* _Tasks and exercises_
**A)** In the sparse-checkout patch review, why does the sparse index expand after a user changes their sparse-checkout definitions? Answer in one to three sentences.
**B)** Pick up the sparse-checkout patch review after its last sentence and continue it.

* _Quoted text_
Re: [PATCH 2/3] sparse-checkout: add 'clean' command

Junio C Hamano <gitster@xxxxxxxxx> · Tue, 08 Jul 2025 14:20:27 -0700

"Derrick Stolee via GitGitGadget" <gitgitgadget@xxxxxxxxx> writes:

> From: Derrick Stolee <stolee@xxxxxxxxx>
>
> When users change their sparse-checkout definitions to add new
> directories and remove old ones, there may be a few reasons why
> directories no longer in scope remain (ignored or excluded files still
> exist, Windows handles are still open, etc.). When these files still
> exist, the sparse index feature notices that a tracked, but sparse,
> directory still exists on disk and thus the index expands. This causes a
> performance hit _and_ the advice printed isn't very helpful. Using 'git
> clean' isn't enough (generally '-dfx' may be needed) but also this may
> not be sufficient.
>
> Add a new subcommand to 'git sparse-checkout' that removes these
> tracked-but-sparse directories, including any excluded or ignored files

Are excluded files and ignored files form two separate sets, or are
they one and the same?  Do files that users forgot to add (e.g. new
source file that would not match any patterns listed in .gitignore)
and object files left over from the previous compilation (most
likely match *.o in .gitignore) treated the same way for the purpose
of determining if the directory that is no longer in the cone can be
removed?

> underneath. This is the most extreme method for doing this, but it works
> when the sparse-checkout is in cone mode and is expected to rescope
> based on directories, not files.
>
> Be sure to add a --dry-run option so users can predict what will be
> deleted. In general, output the directories that are being removed so
> users can know what was removed.

Hmph.  It would be safer to show not just the directories but which
excluded files are about to be lost, wouldn't it, especially when
the user is trying to play safe and see what potential damage they
are looking at?

* _Excerpted data_
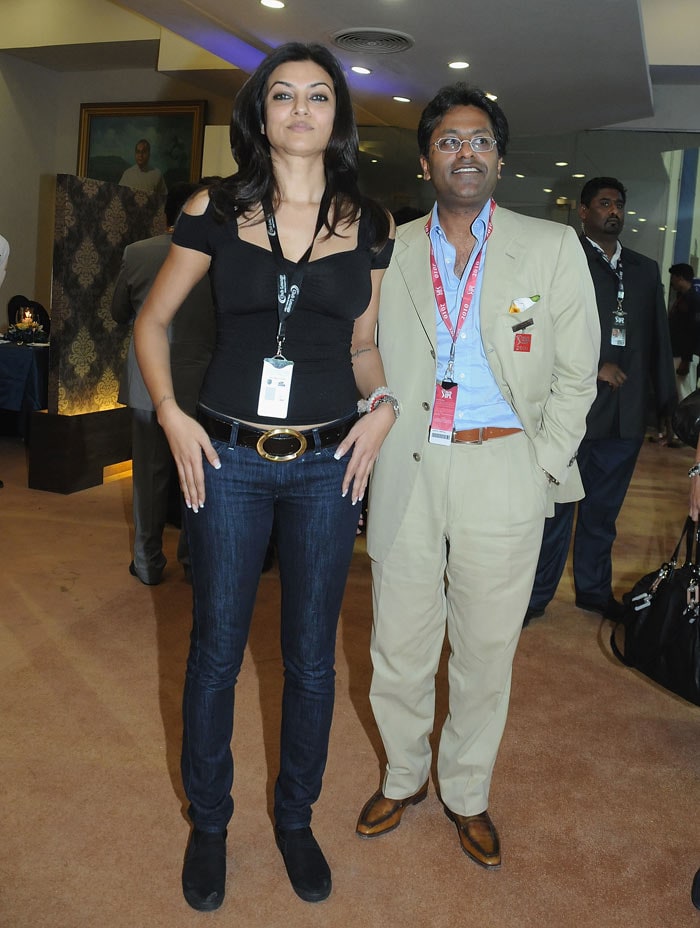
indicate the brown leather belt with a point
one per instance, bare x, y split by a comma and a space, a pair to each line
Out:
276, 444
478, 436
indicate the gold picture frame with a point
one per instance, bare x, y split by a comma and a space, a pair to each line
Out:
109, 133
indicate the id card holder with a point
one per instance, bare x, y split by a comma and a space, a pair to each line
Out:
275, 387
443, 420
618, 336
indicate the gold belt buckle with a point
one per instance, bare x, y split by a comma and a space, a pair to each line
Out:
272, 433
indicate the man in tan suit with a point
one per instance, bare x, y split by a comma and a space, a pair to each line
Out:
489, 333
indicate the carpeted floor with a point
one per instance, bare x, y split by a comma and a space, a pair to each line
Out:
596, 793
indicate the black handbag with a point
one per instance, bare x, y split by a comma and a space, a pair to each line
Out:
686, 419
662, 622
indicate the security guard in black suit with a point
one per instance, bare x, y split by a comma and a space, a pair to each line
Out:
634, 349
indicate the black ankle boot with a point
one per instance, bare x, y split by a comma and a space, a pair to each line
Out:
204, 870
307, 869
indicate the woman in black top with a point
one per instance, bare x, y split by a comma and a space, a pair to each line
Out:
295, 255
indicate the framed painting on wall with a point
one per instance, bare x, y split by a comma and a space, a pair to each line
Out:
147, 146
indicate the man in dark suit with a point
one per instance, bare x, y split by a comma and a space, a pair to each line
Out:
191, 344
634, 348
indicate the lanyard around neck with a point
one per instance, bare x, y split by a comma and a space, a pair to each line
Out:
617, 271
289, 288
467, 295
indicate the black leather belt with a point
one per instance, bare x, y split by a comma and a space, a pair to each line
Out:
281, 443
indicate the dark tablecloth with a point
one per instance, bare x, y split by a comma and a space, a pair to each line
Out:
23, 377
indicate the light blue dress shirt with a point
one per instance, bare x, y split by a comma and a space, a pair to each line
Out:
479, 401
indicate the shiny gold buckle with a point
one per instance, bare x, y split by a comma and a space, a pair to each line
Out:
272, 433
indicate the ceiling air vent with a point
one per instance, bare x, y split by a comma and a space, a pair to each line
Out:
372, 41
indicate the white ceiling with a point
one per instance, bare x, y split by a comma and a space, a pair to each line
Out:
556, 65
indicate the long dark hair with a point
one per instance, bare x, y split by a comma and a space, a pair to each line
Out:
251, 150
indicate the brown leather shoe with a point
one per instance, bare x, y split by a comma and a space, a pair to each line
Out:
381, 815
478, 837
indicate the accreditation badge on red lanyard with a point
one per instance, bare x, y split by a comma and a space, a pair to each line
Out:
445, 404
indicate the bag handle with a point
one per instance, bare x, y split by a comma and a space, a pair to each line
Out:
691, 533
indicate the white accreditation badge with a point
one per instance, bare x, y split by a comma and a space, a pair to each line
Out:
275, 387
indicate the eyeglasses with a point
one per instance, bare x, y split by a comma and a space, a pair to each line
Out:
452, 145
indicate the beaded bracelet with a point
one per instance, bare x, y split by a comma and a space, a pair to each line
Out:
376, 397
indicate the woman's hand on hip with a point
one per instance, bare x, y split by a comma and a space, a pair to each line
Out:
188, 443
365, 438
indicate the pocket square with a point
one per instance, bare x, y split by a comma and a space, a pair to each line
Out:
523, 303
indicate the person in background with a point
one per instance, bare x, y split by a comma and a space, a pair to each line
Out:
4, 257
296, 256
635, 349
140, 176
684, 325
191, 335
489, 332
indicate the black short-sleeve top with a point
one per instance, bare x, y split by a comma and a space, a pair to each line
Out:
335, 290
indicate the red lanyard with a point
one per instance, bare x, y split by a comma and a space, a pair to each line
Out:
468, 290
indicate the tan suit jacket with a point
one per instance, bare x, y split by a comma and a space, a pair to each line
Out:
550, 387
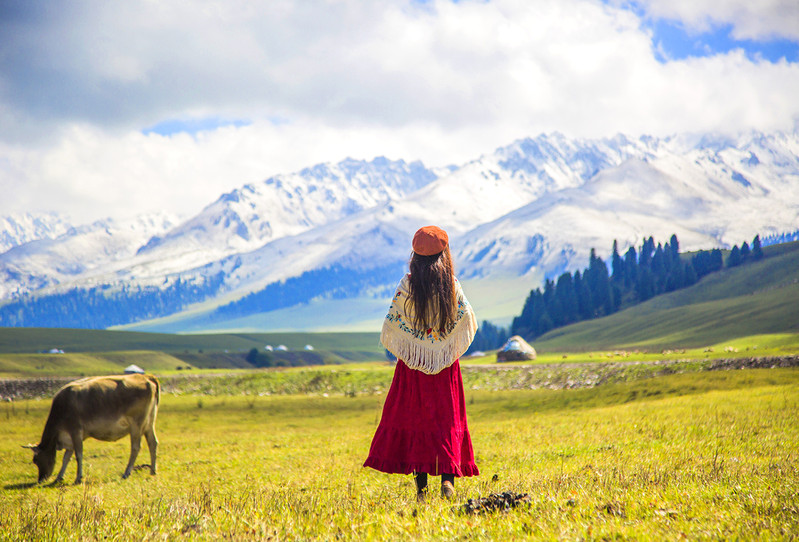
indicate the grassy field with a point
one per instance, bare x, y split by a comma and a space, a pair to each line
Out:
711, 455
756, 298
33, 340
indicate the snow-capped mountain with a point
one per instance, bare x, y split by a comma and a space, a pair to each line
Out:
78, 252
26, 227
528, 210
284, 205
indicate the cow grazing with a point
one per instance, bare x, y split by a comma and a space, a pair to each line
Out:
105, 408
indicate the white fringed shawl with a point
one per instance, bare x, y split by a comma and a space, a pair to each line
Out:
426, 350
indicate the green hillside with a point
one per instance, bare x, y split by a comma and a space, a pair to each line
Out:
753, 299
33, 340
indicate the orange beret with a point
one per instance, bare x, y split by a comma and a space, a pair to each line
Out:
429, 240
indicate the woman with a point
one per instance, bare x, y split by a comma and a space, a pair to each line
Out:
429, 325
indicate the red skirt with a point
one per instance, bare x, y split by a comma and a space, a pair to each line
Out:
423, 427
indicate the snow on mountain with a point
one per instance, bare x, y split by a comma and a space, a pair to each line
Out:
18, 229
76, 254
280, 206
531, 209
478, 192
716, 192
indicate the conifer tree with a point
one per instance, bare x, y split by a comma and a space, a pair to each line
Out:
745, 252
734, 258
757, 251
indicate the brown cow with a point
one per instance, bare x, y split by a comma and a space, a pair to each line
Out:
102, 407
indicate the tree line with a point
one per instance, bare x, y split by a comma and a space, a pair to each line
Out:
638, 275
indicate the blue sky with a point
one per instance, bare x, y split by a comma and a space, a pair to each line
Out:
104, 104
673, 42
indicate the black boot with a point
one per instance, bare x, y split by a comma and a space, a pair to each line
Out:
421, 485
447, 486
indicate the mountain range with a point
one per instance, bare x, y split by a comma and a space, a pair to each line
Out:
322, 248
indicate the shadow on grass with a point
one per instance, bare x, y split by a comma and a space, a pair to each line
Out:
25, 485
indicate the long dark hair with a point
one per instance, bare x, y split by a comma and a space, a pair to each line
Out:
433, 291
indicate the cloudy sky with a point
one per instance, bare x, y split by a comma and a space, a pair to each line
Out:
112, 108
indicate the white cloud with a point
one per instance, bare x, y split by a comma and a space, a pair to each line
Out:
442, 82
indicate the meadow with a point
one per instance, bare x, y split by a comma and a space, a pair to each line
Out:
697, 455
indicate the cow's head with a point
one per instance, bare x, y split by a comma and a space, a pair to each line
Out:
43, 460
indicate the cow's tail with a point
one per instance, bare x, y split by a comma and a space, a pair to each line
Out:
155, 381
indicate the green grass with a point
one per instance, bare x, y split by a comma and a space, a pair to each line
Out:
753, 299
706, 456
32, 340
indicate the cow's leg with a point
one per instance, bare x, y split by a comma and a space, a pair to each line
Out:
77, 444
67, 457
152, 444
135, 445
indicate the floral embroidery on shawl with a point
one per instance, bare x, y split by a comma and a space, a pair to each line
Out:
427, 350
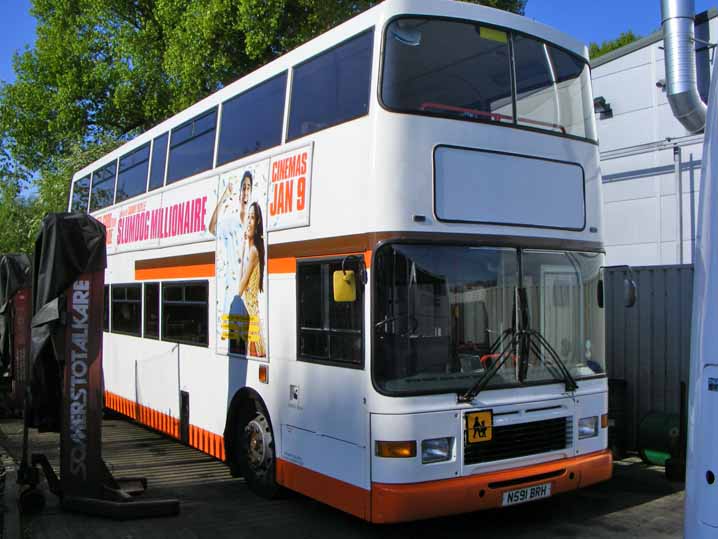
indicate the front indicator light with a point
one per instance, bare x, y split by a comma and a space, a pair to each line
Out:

* _Outputs in order_
**A)** Directories that are no longer in scope can stay on disk, for example because ignored or excluded files remain or Windows handles are still open. The sparse index notices that a tracked but sparse directory still exists on disk, so the index expands.

**B)**
Also even though ignored files are "ignored and expendable", nobody
marks their temporary file as "ignored but precious" (yet), so "it
is listed in .gitignore so we can safely remove it" may not be a
safe assumption for us to be making (yet).  Shouldn't we at least be
listing these ignored files in --dry-run output, next to those files
that the user may have forgotten to add?

> Note that untracked directories remain. Further, directories that
> contain staged changes are not deleted. This is a detail that is partly
> hidden by the implementation which relies on collapsing the index to a
> sparse index in-memory and only deleting directories that are listed as
> sparse in the index. If a staged change exists, then that entry is not
> stored as a sparse tree entry and thus remains on-disk until committed
> or reset.

Removing untracked directories is a job for "clean -d", so it makes
sense for this new command not to touch them.  Not losing changes
that have already been added is just a bad as losing new files that
the user forgot to add, so it does make sense not to remove them.

I wonder if we need "-x" and/or "-X" options "clean" has (and
perhaps "-d" that is a no-op, as the whole point of this subcommand
is about removing directories from the working tree) to control its
operation a bit finer-grained way.

> +	for (size_t i = 0; i < repo->index->cache_nr; i++) {
> +		DIR* dir;

The asterisk sticks to the variable, not the type, i.e.

		DIR *dir;

Thanks.